[Excerpt]
Gov. Jared Polis deserves credit for issuing an executive order this week that streamlines the process for firing state employees who refuse to get vaccinated for COVID-19 if they interact with vulnerable people or those living in congregate living settings like health facilities and prisons.
This shouldn’t be difficult, but it is necessary.
In Denver, 99% of city employees who did not have a health or religious exemption have been vaccinated.
As covered by The Denver Post, Polis eliminated a state rule that required written notice seven days in advance of a “pre-disciplinary meeting” for a state employee out of compliance with vaccination requirements. As a result, the state can now go directly to the disciplinary phase, providing written notice of potential disciplinary action without having to hold a meeting first. State employees have 10 days to respond in writing to the notice and can be fired immediately if they do not respond after that timeframe.
Polis surely angered some constituencies opposed to the mandate along with the anti-vaxxer community. However, his commonsense approach is spot on. As he noted in his order, the failure to get vaccinated “threatens the State’s ability to respond to and recover from the ongoing pandemic.” It also threatens vulnerable populations. The order is rightfully targeted in a pragmatic way.
While not universally popular or an optimal way to drive public policy, vaccine mandates work. Without it, our patience only generates patients.
Last month the Centers for Disease Control released data that showed less than 0.004% of fully vaccinated people had a breakthrough case that led to their hospitalization and less than 0.001% of fully vaccinated people died from a breakthrough case.
For the past 18 months, leaders across the country have navigated the unchartered waters of COVID-19 in many different ways. During election season, which has begun, voters will certainly grade their papers in large part based upon their handling of this extraordinary crisis and decide whether they deserve another term of office.
[/Excerpt]
[Source data]
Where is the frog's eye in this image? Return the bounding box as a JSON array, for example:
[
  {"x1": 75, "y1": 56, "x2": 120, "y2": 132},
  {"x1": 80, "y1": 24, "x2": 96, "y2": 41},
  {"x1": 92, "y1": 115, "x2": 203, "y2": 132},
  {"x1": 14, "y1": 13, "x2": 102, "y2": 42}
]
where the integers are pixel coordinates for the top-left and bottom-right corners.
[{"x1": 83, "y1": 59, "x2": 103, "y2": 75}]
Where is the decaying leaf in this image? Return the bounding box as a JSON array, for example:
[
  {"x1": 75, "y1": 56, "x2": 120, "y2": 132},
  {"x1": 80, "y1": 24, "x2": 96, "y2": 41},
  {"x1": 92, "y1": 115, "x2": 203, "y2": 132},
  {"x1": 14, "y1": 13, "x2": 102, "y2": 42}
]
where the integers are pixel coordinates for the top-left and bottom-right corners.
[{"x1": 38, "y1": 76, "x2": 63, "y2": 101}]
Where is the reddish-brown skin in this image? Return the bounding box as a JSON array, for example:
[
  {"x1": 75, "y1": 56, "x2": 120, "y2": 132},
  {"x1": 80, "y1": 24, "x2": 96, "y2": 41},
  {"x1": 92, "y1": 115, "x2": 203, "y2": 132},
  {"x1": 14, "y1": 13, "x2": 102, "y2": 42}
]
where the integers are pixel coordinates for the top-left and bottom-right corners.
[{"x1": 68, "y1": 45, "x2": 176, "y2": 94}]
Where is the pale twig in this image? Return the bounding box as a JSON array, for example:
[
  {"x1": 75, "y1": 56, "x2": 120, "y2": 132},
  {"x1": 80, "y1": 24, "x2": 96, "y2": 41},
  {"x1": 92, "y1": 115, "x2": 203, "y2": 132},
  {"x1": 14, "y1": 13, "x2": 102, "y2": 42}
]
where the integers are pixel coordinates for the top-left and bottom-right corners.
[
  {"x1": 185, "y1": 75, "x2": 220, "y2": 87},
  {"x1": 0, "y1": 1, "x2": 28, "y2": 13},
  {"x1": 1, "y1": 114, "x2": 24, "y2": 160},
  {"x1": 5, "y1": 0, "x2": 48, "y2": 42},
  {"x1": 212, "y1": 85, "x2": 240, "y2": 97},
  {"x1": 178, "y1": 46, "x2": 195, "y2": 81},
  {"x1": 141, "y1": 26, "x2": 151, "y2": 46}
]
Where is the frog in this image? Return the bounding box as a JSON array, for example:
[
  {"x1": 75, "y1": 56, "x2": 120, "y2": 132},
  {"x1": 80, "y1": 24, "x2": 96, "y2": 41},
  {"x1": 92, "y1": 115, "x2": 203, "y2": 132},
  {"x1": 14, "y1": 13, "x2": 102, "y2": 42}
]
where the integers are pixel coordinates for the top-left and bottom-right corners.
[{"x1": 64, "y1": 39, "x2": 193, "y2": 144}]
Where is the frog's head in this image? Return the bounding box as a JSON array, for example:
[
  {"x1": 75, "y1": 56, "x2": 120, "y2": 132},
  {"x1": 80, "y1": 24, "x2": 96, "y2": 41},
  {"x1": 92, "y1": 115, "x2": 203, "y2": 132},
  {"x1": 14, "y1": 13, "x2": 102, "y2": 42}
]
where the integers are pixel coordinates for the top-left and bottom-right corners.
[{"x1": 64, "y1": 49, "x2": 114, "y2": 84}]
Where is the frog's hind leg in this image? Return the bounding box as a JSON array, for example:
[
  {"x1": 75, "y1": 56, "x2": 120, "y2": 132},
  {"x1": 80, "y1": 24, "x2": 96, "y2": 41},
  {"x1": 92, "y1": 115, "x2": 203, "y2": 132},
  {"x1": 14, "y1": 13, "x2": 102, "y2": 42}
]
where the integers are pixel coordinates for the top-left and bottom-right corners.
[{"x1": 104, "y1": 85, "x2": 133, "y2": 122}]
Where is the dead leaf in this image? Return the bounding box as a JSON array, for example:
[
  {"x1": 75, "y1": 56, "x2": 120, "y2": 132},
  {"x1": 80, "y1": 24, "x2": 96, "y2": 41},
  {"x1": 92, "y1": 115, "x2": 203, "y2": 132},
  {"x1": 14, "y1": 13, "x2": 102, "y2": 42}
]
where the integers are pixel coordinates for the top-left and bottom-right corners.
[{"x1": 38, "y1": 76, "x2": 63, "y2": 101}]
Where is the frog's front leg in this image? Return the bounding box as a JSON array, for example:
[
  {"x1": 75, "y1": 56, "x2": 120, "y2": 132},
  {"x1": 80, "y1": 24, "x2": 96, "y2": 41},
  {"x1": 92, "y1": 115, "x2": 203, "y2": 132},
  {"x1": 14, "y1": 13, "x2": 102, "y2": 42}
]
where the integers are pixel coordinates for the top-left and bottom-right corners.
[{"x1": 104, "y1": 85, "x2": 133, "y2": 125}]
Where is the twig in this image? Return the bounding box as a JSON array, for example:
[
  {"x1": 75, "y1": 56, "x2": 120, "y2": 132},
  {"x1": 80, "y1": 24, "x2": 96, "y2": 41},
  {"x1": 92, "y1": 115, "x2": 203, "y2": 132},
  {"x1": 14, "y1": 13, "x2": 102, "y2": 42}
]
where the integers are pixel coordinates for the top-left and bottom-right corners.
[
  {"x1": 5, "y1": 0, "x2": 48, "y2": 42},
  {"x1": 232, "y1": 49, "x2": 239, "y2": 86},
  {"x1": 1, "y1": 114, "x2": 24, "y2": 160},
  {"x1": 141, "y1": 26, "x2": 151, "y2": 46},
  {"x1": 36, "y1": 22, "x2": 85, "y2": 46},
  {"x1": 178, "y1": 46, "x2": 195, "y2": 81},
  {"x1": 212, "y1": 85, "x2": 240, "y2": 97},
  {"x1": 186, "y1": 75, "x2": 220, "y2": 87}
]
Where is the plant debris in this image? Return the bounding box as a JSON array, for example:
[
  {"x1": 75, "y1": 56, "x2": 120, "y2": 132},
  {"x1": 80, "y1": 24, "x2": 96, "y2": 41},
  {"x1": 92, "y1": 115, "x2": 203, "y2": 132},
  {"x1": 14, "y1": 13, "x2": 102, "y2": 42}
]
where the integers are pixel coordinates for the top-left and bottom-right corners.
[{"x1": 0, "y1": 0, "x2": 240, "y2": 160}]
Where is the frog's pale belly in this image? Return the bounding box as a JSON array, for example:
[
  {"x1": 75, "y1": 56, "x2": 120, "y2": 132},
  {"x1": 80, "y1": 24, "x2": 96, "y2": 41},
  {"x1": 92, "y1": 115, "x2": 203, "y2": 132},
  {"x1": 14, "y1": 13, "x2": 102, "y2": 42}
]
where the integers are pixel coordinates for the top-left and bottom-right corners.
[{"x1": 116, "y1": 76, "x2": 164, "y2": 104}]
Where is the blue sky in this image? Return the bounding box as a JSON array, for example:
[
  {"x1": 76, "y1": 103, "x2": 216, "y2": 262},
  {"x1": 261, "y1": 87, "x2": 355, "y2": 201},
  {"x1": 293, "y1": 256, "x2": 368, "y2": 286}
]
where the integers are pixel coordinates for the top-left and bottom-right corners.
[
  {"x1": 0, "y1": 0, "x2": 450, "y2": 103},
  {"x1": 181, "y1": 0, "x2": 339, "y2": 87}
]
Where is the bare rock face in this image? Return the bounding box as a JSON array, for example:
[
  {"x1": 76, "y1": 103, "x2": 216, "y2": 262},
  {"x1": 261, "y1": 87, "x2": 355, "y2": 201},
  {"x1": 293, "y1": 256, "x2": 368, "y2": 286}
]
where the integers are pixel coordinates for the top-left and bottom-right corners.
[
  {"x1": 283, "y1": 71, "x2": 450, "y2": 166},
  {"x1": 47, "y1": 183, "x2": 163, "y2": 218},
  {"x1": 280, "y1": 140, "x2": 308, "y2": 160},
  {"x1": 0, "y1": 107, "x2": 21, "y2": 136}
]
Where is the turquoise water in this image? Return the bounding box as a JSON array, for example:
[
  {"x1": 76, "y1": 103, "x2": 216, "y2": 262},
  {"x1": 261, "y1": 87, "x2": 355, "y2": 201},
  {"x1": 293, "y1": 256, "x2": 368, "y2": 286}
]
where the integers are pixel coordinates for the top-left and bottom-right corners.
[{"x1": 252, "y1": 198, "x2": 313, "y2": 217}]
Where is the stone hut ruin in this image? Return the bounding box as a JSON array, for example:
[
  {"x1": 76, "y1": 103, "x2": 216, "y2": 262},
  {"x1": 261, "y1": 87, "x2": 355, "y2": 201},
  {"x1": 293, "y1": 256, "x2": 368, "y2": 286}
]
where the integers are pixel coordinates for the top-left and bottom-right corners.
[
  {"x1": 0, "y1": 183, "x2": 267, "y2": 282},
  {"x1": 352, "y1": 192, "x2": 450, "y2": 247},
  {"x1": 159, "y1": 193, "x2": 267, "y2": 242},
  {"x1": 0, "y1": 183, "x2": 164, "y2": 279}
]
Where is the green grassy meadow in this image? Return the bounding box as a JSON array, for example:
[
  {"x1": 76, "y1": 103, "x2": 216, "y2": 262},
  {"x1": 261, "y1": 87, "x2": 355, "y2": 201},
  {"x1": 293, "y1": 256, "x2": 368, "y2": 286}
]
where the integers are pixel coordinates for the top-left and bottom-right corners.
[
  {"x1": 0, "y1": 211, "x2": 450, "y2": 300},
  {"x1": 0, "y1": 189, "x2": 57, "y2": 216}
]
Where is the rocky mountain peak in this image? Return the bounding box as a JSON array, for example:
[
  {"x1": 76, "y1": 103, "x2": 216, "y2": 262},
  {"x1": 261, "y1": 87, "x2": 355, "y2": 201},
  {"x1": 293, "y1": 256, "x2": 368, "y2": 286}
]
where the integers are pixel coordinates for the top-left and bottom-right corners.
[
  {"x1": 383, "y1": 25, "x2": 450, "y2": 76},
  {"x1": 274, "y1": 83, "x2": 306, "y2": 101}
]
[/Source data]
*Apply what you read*.
1/ Copy word for word the part of the opinion piece on Polis's vaccine order that begins with the words containing "This shouldn’t be" and ends with "have been vaccinated.".
2/ Answer these questions using the opinion piece on Polis's vaccine order:
(a) How many days of advance written notice did the eliminated state rule require before a "pre-disciplinary meeting"?
(b) What percentage of Denver city employees without a health or religious exemption have been vaccinated?
(c) According to the CDC data, what share of fully vaccinated people died from a breakthrough case?
3/ Pick up the opinion piece on Polis's vaccine order after its last sentence and keep writing it.

*Answers per task*.
1/
This shouldn’t be difficult, but it is necessary.
In Denver, 99% of city employees who did not have a health or religious exemption have been vaccinated.

2/
(a) Seven days.
(b) 99%.
(c) Less than 0.001%.

3/
Imagine what these leaders have dealt with since March 2020. For the last 18 months, they have made life and death decisions 24 hours a day, every day, without a break. And, if that wasn’t enough, these decisions often impacted people’s jobs and daily life. No matter what decision was made, the consequences and implications have been real and each decision was guaranteed to make someone mad.
The nation’s anger and hostility turned violent spilling onto the streets of America. Statistics released by the FBI this week show that murders in the United States jumped in 2020 by nearly 30% compared to the previous year. This is the largest increase since data began being collected in the 1960s. There can be no doubt that the pandemic played a key role in this staggering increase.
In the beginning of the pandemic, virtually every state issued stay-at-home orders and severely restricted businesses and gatherings. States monitored hospitalizations and transmission rates carefully and began to shape their orders and restrictions accordingly.
Shortly thereafter, the politics of the pandemic began to shape significant policy differences between Democratic and Republican governors and leaders across the country. Whether it was social distancing, mask-wearing policies, limiting gatherings, deciding what businesses were essential, or testing policies, politics influenced public health decisions in very different ways depending upon what state, city or county you lived in.
Today, there has been a growing divide between states that have mandated masks and vaccines and states that want to leave all pandemic-related decisions to the individual as a personal choice.
The reality is that states that have performed the best, like Colorado, divorced politics from public health decisions and used a decision matrix based upon science, data, and a heavy dose of commonsense, which isn’t so common these days.
And, Colorado’s health and economic recovery has benefitted from strong, steady leadership. Sixty-six percent of Coloradans have now received at least one dose of a COVID-19 vaccine and 60% are fully vaccinated. Ninety-two percent of Coloradans 65 and up have received one dose and 84% are fully vaccinated. As a result of increased vaccinations, the fourth wave appears to have leveled off and hospitalizations are declining.
It’s difficult to quantify just how many lives were saved by vaccinations and policies in Colorado, but the Kaiser Family Foundation between how many people over the age of 65 were dying in a given state from COVID-19 and the percent of that population that had been vaccinated. On one extreme is Arkansas, where about 73% of those 65 and older had been vaccinated and the death rate among that population — since July 1, 2021 — has been 198 per 100,000 residents. On the other end of the spectrum is Massachusetts where almost 89% of older residents are vaccinated and the death rate since July has been 28 per 100,000. Colorado has 83% of older residents vaccinated and the death rate has been 59 per 100,000, similar to the national average.
Florida, where Gov. Ron DeSantis has jettisoned sound public policy, is an extreme outlier where 84% of older residents are vaccinated and the death rate has been the highest in the nation 230 per 100,000.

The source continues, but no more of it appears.